§ **Problem to solve**
Output the line that contains "written as (380,319)." and every line after it to the end of the entries, with nothing added or left out.

§ **Input for this task**
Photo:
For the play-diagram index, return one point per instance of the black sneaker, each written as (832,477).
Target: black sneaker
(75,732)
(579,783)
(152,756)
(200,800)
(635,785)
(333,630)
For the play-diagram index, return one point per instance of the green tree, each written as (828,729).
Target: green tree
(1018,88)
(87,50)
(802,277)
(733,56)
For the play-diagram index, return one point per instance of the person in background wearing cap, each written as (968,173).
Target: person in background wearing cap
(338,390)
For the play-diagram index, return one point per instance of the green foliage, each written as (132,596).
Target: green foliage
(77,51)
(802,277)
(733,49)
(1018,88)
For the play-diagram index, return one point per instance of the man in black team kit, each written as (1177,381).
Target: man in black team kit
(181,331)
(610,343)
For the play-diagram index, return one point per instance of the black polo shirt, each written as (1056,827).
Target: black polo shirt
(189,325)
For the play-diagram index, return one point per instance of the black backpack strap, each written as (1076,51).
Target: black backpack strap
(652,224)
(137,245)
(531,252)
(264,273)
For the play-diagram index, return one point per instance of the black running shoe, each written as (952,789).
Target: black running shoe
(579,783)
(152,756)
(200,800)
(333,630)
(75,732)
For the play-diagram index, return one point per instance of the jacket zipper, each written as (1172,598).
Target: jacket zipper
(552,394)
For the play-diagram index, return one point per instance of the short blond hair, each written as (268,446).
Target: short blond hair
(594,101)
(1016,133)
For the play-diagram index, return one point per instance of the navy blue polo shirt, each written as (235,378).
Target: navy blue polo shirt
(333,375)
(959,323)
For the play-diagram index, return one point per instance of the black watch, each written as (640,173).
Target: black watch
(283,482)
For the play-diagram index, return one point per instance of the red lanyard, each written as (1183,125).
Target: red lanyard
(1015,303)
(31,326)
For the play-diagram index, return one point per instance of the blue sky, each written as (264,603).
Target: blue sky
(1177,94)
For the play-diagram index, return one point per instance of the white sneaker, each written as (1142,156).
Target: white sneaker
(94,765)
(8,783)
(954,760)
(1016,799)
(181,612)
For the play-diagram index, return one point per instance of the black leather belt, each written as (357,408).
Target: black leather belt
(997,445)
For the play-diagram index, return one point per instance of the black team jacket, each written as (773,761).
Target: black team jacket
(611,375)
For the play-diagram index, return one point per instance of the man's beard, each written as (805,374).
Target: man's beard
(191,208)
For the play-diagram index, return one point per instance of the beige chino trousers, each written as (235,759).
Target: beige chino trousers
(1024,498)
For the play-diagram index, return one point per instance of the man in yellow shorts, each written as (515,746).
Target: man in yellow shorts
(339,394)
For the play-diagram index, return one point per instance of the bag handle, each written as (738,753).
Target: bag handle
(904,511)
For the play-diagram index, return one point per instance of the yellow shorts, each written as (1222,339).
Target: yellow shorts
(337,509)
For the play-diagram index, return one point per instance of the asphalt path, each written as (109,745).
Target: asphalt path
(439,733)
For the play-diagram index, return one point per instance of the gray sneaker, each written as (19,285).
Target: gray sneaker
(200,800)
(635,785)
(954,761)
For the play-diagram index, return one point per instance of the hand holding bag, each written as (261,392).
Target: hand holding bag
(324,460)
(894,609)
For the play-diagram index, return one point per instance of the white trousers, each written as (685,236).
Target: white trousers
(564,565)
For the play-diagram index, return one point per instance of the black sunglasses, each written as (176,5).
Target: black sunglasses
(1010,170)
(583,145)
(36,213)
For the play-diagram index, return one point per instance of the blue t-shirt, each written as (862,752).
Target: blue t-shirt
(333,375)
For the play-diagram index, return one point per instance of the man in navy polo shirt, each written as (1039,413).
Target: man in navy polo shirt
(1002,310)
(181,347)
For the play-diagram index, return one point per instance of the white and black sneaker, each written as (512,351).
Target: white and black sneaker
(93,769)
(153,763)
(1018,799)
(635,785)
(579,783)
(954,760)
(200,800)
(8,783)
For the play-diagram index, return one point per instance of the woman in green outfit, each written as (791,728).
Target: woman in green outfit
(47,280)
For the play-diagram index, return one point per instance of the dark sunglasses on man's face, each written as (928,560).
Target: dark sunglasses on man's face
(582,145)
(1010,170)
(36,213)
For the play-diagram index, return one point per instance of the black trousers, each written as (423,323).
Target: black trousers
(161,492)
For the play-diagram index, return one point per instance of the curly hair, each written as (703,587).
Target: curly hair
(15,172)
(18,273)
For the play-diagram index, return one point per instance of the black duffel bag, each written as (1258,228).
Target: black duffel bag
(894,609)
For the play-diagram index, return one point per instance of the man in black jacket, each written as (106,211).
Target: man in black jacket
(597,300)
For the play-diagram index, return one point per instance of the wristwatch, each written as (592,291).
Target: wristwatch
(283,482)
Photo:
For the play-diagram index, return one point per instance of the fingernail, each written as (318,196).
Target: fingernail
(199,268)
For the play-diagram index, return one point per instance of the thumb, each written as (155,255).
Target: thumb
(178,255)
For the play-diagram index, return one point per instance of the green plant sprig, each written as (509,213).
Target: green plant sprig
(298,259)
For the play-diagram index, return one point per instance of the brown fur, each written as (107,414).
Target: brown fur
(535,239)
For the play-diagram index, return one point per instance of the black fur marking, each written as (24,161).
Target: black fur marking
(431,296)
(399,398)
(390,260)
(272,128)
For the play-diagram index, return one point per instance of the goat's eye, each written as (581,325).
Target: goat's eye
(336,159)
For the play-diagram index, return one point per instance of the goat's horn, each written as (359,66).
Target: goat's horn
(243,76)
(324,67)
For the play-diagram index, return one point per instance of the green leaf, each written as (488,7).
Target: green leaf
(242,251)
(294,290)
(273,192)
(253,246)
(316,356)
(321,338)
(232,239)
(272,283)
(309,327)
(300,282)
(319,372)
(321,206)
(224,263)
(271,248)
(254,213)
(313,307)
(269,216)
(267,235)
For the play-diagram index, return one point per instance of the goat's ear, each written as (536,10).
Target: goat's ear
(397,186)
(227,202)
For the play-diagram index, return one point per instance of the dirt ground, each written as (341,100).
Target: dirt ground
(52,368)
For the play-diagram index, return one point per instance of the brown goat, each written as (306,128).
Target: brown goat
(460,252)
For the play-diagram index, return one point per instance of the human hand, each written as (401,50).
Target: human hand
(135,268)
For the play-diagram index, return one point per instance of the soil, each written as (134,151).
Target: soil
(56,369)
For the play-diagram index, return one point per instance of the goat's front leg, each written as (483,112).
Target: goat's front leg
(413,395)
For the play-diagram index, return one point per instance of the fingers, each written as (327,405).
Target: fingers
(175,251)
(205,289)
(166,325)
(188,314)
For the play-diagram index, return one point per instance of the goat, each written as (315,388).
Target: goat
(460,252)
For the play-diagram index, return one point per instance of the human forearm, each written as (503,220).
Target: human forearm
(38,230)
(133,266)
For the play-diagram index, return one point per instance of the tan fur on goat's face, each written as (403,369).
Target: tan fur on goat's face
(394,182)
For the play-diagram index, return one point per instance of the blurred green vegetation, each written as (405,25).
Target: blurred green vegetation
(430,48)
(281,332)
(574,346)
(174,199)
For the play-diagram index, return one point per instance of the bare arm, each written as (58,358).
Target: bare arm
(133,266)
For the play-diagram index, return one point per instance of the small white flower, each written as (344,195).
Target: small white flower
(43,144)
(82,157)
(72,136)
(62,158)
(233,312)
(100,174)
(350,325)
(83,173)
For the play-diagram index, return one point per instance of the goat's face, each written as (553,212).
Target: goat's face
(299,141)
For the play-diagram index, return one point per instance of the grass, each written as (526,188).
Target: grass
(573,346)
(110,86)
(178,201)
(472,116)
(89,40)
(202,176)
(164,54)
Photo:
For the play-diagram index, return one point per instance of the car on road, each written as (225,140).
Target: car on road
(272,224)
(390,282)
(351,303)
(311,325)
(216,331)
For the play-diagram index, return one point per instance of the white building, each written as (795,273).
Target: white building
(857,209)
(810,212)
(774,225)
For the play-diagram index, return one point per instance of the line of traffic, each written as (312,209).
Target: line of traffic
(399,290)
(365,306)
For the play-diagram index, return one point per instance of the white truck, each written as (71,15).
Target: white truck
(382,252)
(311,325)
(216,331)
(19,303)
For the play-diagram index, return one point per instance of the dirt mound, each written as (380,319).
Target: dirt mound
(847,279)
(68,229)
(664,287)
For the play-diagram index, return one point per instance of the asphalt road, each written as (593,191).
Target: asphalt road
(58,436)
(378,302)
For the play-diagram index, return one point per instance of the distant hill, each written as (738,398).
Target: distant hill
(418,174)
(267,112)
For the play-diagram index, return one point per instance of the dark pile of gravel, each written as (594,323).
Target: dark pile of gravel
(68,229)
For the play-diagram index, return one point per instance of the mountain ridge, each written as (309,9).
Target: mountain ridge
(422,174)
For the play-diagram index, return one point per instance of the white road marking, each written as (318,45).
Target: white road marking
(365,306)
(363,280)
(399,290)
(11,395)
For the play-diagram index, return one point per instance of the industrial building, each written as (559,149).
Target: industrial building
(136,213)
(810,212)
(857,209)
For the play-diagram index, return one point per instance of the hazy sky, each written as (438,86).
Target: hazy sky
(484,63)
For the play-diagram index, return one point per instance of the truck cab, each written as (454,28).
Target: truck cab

§ **Exercise answer**
For the play-diagram index, return one point per instance of the dirt mound, each written as (380,319).
Target: dirt mound
(847,279)
(68,229)
(664,287)
For the play-diagram index, return one point per instance of the asphalt road, each written as (593,191).
Target: asphalt road
(58,436)
(378,302)
For the play-diagram index, return one point per instance of the distant hill, each written as (738,398).
Target: distant hill
(418,174)
(267,112)
For the play-diagram index, return one point per instance of the dark pile of gravel, each written as (594,323).
Target: dark pile of gravel
(68,229)
For the play-diagram index, return one point per instance of the mountain ridge, each written as (309,9).
Target: mountain ridge
(422,174)
For the play-diagram index, return one point per instance of the white road marking, each written as (318,45).
Target: white road marking
(365,306)
(363,280)
(399,290)
(11,395)
For the play-diagram index, return one point per instance of the industrial building, each written as (559,149).
Target: industrial building
(136,213)
(810,212)
(857,209)
For the play-diagram index, return one point per instance of the hazy sky, each written as (438,86).
Target: hazy sky
(484,63)
For the play-diagram index, return one point per instance of the truck cab, each written as (454,28).
Target: truck cab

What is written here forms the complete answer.